## About this exercise
The expected answer is the data below, retyped exactly.

[Collected data]
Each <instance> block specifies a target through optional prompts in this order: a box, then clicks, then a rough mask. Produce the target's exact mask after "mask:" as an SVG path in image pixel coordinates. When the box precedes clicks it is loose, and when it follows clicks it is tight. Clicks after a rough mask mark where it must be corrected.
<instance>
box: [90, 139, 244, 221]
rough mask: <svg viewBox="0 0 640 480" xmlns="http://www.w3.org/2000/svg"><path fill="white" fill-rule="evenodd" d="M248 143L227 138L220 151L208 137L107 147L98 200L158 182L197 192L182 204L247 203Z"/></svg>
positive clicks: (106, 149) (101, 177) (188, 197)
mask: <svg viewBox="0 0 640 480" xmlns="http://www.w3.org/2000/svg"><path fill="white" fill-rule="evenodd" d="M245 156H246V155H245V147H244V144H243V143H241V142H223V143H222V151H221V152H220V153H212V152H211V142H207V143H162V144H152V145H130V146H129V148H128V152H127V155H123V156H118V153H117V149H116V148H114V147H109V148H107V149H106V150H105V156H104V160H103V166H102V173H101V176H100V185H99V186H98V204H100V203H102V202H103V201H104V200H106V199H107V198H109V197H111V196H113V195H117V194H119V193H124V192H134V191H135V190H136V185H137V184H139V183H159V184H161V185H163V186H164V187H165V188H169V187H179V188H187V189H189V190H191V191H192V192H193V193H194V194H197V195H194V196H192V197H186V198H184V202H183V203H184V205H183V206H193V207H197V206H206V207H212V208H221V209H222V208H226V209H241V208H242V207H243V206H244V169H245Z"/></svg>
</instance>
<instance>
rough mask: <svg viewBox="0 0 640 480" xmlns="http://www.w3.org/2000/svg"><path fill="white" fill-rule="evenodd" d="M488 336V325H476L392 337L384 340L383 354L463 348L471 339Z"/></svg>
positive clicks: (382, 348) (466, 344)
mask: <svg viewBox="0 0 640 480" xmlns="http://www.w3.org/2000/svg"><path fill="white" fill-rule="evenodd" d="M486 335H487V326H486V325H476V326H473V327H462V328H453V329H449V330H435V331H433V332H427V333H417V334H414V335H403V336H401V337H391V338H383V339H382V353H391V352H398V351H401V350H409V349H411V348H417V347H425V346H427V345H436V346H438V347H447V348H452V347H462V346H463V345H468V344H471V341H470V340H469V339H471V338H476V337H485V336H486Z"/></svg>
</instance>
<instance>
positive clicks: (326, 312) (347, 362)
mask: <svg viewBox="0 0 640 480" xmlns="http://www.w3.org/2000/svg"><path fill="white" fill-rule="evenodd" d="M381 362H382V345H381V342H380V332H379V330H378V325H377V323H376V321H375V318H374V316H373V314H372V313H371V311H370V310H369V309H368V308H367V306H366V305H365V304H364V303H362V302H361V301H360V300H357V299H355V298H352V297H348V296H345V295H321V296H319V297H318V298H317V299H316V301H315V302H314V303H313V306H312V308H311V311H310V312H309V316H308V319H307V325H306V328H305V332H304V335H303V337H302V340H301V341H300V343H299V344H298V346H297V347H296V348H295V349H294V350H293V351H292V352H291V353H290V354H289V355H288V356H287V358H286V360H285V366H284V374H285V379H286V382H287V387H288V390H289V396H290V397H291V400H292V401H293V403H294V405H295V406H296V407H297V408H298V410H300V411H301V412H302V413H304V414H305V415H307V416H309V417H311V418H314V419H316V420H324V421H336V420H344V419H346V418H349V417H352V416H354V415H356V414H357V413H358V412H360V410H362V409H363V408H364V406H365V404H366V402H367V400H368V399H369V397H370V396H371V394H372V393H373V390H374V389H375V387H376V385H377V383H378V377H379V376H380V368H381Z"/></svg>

## The completed task
Each <instance> block specifies a target through optional prompts in this order: a box, then clicks, then a rough mask. Produce the target's exact mask after "mask:" as an SVG path in image pixel coordinates. When the box precedes clicks it is loose, and when it follows clicks it is tight. Clicks after a rough mask mark where it must be corrected.
<instance>
box: [90, 139, 244, 221]
rough mask: <svg viewBox="0 0 640 480" xmlns="http://www.w3.org/2000/svg"><path fill="white" fill-rule="evenodd" d="M248 143L227 138L220 151L208 137L107 147L98 200L158 182L197 192L182 204L247 203Z"/></svg>
positive clicks: (106, 149) (101, 177) (188, 197)
mask: <svg viewBox="0 0 640 480" xmlns="http://www.w3.org/2000/svg"><path fill="white" fill-rule="evenodd" d="M245 156H246V155H245V147H244V144H243V143H241V142H223V143H222V151H221V152H220V153H212V152H211V142H207V143H162V144H152V145H130V146H129V148H128V152H127V155H123V156H118V153H117V149H116V148H114V147H109V148H107V149H106V150H105V156H104V160H103V166H102V173H101V176H100V185H99V186H98V204H100V203H102V202H103V201H104V200H106V199H107V198H109V197H111V196H113V195H117V194H119V193H124V192H134V191H135V190H136V185H137V184H139V183H159V184H161V185H163V186H164V187H165V188H169V187H179V188H187V189H189V190H191V191H192V192H193V193H194V194H197V195H194V196H192V197H186V198H184V202H183V203H184V205H183V206H193V207H197V206H206V207H212V208H221V209H222V208H226V209H241V208H242V207H243V206H244V169H245Z"/></svg>
</instance>
<instance>
rough mask: <svg viewBox="0 0 640 480" xmlns="http://www.w3.org/2000/svg"><path fill="white" fill-rule="evenodd" d="M488 336V325H476L392 337L384 340L383 354L463 348L471 339Z"/></svg>
positive clicks: (382, 348) (466, 344)
mask: <svg viewBox="0 0 640 480" xmlns="http://www.w3.org/2000/svg"><path fill="white" fill-rule="evenodd" d="M486 335H487V326H486V325H476V326H473V327H462V328H453V329H449V330H435V331H433V332H427V333H417V334H414V335H403V336H401V337H391V338H383V339H382V353H391V352H398V351H401V350H409V349H411V348H417V347H425V346H427V345H436V346H438V347H447V348H452V347H462V346H463V345H468V344H471V341H470V340H469V339H471V338H476V337H485V336H486Z"/></svg>
</instance>
<instance>
positive clicks: (326, 312) (347, 362)
mask: <svg viewBox="0 0 640 480" xmlns="http://www.w3.org/2000/svg"><path fill="white" fill-rule="evenodd" d="M381 362H382V345H381V342H380V332H379V330H378V325H377V323H376V321H375V318H374V316H373V314H372V313H371V311H370V310H369V309H368V308H367V306H366V305H365V304H364V303H362V302H361V301H360V300H357V299H355V298H352V297H348V296H345V295H321V296H319V297H318V298H317V299H316V301H315V302H314V303H313V306H312V308H311V311H310V312H309V316H308V319H307V325H306V328H305V332H304V335H303V337H302V340H301V341H300V343H299V344H298V346H297V347H296V348H295V349H294V350H293V351H292V352H291V353H290V354H289V355H288V356H287V358H286V360H285V366H284V374H285V379H286V382H287V387H288V390H289V396H290V397H291V400H292V401H293V403H294V405H295V406H296V407H297V408H298V410H300V411H301V412H302V413H304V414H305V415H307V416H309V417H311V418H314V419H316V420H324V421H336V420H344V419H346V418H349V417H352V416H354V415H356V414H357V413H358V412H360V410H362V409H363V408H364V406H365V404H366V402H367V400H368V399H369V397H370V396H371V394H372V393H373V390H374V389H375V387H376V385H377V383H378V377H379V376H380V368H381Z"/></svg>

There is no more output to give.